### QUESTIONS DE COMPRÉHENSION:
[1] Dites si chaque affirmation concorde avec l'article sur Abdelkarim Zbidi, en répondant par oui ou par non et en citant les mots de l'article qui le montrent. (a) L'entretien de Zbidi a été diffusé sur Hannibal TV. (b) Les députés ont un pouvoir sur les hommes en uniforme. (c) La première hospitalisation de Béji Caïd Essebsi a eu lieu à l'hôpital militaire de Tunis.
[2] Recopiez fidèlement le passage de l'article sur Abdelkarim Zbidi compris entre « A l’époque, souvenons-nous, des » et « hommes en uniforme. », ces mots inclus.

### EXTRAIT DE L'ARTICLE:
Abdelkarim Zbidi a fait une révélation pour le moins bizarre voire inquiétante de la part d’un ministre de la Défense en poste, qui plus est, candidat à la présidentielle du 15 septembre 2019 : il allait assiéger l’Assemblée des représentants du peuple (ARP) avec des chars blindés. Pas moins ?

Par Ridha Kéfi

Cela s’est passé, selon lui, au lendemain du «Jeudi noir», le 27 juin dernier, lors de la première hospitalisation du défunt président Béji Caïd Essebsi à l’hôpital militaire de Tunis.

A l’époque, souvenons-nous, des parlementaires se sont inquiétés d’une possible vacance du pouvoir, d’autant que le même jour, Tunis a été le théâtre de deux attentats suicide, et ont demandé au président de l’Assemblée de s’assurer de l’état de santé du président. Ce qui est dans leur rôle, mais cette discussion a été qualifiée, par les partis proches du défunt président, de «tentative de coup d’Etat». Ce qui est pour le moins exagéré voire stupide. Car un coup d’Etat, un vrai, ne saurait avoir lieu sans… l’intervention d’une armée. Or, ces députés n’ont aucun pouvoir sur les hommes en uniforme.

Des chars devant les deux entrées de l’Assemblée ?

Cependant, reprenant cette thèse farfelue dans son entretien télévisée d’hier soir, mardi 3 septembre, sur Hannibal TV, le ministre de la Défense, Abdelkarim Zbidi, a affirmé – avec une rare ingénuité de la part d’un si haut responsable de l’Etat et sans mesurer la grave teneur de ses déclarations – que le lendemain des faits, le 28 juin, il a failli placer des chars devant les deux entrées de l’Assemblée pour empêcher ce qu’il a qualifié de «coup d’Etat contre la légitimité», oubliant, au passage, que la légitimité est surtout incarnée, selon la Constitution, par l’Assemblée.

### EXTRAIT DE DONNÉES:
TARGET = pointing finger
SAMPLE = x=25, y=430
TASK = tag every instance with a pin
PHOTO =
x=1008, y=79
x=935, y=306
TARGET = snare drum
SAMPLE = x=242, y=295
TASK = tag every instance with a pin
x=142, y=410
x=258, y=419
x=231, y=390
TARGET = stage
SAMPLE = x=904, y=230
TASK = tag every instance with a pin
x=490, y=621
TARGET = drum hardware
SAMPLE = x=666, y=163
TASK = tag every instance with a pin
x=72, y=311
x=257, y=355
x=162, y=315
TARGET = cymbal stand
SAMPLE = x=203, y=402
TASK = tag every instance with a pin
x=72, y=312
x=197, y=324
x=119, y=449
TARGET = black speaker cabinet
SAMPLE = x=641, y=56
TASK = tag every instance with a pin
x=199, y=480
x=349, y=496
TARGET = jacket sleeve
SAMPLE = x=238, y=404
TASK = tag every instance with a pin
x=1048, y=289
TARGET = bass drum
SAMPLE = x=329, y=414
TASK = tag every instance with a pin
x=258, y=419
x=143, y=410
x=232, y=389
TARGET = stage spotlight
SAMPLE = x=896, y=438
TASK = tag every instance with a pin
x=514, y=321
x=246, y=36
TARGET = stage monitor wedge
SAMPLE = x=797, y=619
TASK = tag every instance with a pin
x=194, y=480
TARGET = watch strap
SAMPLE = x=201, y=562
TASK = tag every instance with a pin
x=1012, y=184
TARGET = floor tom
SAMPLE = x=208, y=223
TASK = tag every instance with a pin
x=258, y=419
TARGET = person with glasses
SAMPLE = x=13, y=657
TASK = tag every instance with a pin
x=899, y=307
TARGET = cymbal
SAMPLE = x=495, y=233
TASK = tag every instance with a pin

### CORRIGÉ DES EXERCICES:
[1]
(a) Oui : « dans son entretien télévisée d’hier soir, mardi 3 septembre, sur Hannibal TV ».
(b) Non : « ces députés n’ont aucun pouvoir sur les hommes en uniforme ».
(c) Oui : « lors de la première hospitalisation du défunt président Béji Caïd Essebsi à l’hôpital militaire de Tunis ».

[2]
A l’époque, souvenons-nous, des parlementaires se sont inquiétés d’une possible vacance du pouvoir, d’autant que le même jour, Tunis a été le théâtre de deux attentats suicide, et ont demandé au président de l’Assemblée de s’assurer de l’état de santé du président. Ce qui est dans leur rôle, mais cette discussion a été qualifiée, par les partis proches du défunt président, de «tentative de coup d’Etat». Ce qui est pour le moins exagéré voire stupide. Car un coup d’Etat, un vrai, ne saurait avoir lieu sans… l’intervention d’une armée. Or, ces députés n’ont aucun pouvoir sur les hommes en uniforme.